# RECORDED DATA:
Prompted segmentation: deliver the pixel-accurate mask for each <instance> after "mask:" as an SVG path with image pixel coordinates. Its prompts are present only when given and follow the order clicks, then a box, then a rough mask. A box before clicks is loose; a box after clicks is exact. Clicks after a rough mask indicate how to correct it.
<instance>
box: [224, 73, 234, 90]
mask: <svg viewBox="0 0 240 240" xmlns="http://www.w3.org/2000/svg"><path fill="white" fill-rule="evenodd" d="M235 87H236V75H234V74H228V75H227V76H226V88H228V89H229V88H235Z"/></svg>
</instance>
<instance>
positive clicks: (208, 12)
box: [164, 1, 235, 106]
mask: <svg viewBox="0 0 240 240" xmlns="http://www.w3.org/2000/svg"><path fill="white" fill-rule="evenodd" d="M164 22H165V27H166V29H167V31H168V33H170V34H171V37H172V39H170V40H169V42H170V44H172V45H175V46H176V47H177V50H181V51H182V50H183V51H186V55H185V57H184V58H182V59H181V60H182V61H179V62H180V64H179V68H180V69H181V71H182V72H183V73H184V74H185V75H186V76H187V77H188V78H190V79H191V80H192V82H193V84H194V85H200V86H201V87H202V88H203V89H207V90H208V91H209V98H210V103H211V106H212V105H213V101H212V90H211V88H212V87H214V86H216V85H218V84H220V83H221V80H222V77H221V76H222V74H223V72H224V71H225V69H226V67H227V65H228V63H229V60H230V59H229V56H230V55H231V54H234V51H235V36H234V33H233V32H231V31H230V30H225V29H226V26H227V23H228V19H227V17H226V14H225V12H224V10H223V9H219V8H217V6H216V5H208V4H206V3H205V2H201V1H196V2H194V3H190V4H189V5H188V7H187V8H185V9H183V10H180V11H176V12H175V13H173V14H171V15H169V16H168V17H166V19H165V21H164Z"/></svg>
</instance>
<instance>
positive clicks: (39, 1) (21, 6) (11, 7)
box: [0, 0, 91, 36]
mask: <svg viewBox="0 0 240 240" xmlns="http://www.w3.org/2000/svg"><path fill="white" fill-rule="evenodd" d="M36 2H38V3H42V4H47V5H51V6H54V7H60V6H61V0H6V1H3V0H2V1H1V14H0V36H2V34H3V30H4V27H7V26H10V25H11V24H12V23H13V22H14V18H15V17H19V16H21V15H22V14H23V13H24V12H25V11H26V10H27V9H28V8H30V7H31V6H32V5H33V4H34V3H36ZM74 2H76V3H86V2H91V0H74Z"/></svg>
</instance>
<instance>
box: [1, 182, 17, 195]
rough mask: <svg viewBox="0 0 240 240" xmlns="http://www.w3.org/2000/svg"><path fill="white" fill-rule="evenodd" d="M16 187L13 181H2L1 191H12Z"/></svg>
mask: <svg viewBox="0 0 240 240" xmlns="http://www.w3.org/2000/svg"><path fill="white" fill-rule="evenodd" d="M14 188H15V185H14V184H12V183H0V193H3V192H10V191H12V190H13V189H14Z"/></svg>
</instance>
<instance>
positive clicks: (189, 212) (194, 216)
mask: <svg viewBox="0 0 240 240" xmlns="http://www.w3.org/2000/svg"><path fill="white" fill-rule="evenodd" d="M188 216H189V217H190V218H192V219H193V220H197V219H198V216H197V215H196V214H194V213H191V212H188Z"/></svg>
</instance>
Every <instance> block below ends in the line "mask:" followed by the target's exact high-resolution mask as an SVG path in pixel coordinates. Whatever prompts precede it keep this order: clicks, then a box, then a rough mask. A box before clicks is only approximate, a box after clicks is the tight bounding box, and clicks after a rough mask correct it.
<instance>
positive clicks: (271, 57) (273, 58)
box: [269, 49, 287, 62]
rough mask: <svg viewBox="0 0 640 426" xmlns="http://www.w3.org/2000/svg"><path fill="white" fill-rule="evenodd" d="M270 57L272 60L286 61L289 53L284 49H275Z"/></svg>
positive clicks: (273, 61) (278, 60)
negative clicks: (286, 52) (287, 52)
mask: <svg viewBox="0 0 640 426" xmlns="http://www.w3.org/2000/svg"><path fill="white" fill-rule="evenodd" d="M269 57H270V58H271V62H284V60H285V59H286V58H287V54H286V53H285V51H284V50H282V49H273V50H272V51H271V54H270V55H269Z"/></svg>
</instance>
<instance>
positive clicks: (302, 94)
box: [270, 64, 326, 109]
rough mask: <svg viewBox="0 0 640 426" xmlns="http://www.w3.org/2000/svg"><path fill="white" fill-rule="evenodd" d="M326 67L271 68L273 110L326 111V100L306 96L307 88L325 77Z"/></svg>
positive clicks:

# WORK REQUIRED:
The records above must be written out again exactly.

# ANSWER BELOW:
Prompted segmentation: deliver the pixel-accurate mask for each <instance> after "mask:" as an SVG path with image pixel coordinates. Its prompts are present only when given and follow the order clicks, then a box, then a rough mask. A box before clicks is loose; a box after clicks is exact. Clicks after a rough mask indicate how to correct it.
<instance>
box: [224, 73, 234, 90]
mask: <svg viewBox="0 0 240 240" xmlns="http://www.w3.org/2000/svg"><path fill="white" fill-rule="evenodd" d="M235 87H236V75H234V74H228V75H227V76H226V88H228V89H229V88H235Z"/></svg>
</instance>
<instance>
positive clicks: (208, 12)
box: [164, 1, 235, 106]
mask: <svg viewBox="0 0 240 240" xmlns="http://www.w3.org/2000/svg"><path fill="white" fill-rule="evenodd" d="M164 22H165V27H166V29H167V31H168V33H170V34H171V37H172V39H170V40H169V42H170V44H172V45H175V46H176V47H177V50H181V51H182V50H183V51H186V55H185V57H184V58H182V59H181V60H182V61H179V62H180V64H179V68H180V69H181V71H182V72H183V73H184V74H185V75H186V76H187V77H188V78H190V79H191V80H192V82H193V84H194V85H200V86H201V87H202V88H203V89H207V90H208V91H209V98H210V103H211V106H212V105H213V101H212V90H211V88H212V87H214V86H216V85H218V84H220V83H221V80H222V77H221V76H222V74H223V72H224V71H225V69H226V67H227V65H228V63H229V60H230V59H229V56H230V55H231V54H234V51H235V36H234V33H233V32H231V31H230V30H225V29H226V26H227V23H228V19H227V17H226V14H225V12H224V10H223V9H219V8H217V6H216V5H208V4H206V3H205V2H201V1H196V2H194V3H190V4H189V5H188V7H187V8H185V9H183V10H180V11H176V12H175V13H173V14H171V15H169V16H168V17H166V19H165V21H164Z"/></svg>
</instance>
<instance>
positive clicks: (39, 1) (21, 6) (11, 7)
box: [0, 0, 91, 36]
mask: <svg viewBox="0 0 240 240" xmlns="http://www.w3.org/2000/svg"><path fill="white" fill-rule="evenodd" d="M36 2H38V3H42V4H47V5H51V6H54V7H60V6H61V0H6V1H3V0H2V1H1V14H0V36H2V34H3V30H4V27H7V26H10V25H11V24H12V23H13V22H14V18H15V17H19V16H21V15H22V14H23V13H24V12H25V11H26V10H27V9H28V8H30V7H31V6H32V5H33V4H34V3H36ZM74 2H76V3H86V2H91V0H74Z"/></svg>
</instance>
<instance>
box: [1, 182, 17, 195]
rough mask: <svg viewBox="0 0 240 240" xmlns="http://www.w3.org/2000/svg"><path fill="white" fill-rule="evenodd" d="M16 187L13 181H2L1 191H12Z"/></svg>
mask: <svg viewBox="0 0 240 240" xmlns="http://www.w3.org/2000/svg"><path fill="white" fill-rule="evenodd" d="M14 188H15V185H14V184H12V183H0V193H3V192H10V191H12V190H13V189H14Z"/></svg>
</instance>
<instance>
positive clicks: (189, 212) (194, 216)
mask: <svg viewBox="0 0 240 240" xmlns="http://www.w3.org/2000/svg"><path fill="white" fill-rule="evenodd" d="M188 216H189V217H190V218H192V219H193V220H197V219H198V216H197V215H196V214H194V213H191V212H188Z"/></svg>
</instance>
Every <instance> block below ends in the line "mask:" followed by the target's exact high-resolution mask as an SVG path in pixel coordinates. Whatever prompts precede it keep this order: clicks, then a box, then a rough mask. A box before clicks is only approximate, a box after clicks is the tight bounding box, and clicks after a rough mask correct it.
<instance>
positive clicks: (271, 57) (273, 58)
box: [269, 49, 287, 62]
rough mask: <svg viewBox="0 0 640 426" xmlns="http://www.w3.org/2000/svg"><path fill="white" fill-rule="evenodd" d="M270 57L272 60L286 61L289 53L284 49H275Z"/></svg>
positive clicks: (273, 61) (278, 60)
negative clicks: (286, 52) (287, 52)
mask: <svg viewBox="0 0 640 426" xmlns="http://www.w3.org/2000/svg"><path fill="white" fill-rule="evenodd" d="M269 57H270V58H271V62H284V60H285V59H286V58H287V54H286V53H285V51H284V50H282V49H273V50H272V51H271V54H270V55H269Z"/></svg>
</instance>
<instance>
positive clicks: (302, 94)
box: [270, 64, 326, 109]
rough mask: <svg viewBox="0 0 640 426" xmlns="http://www.w3.org/2000/svg"><path fill="white" fill-rule="evenodd" d="M326 67L271 68L273 110L326 111V100L306 96L307 88L325 77Z"/></svg>
positive clicks:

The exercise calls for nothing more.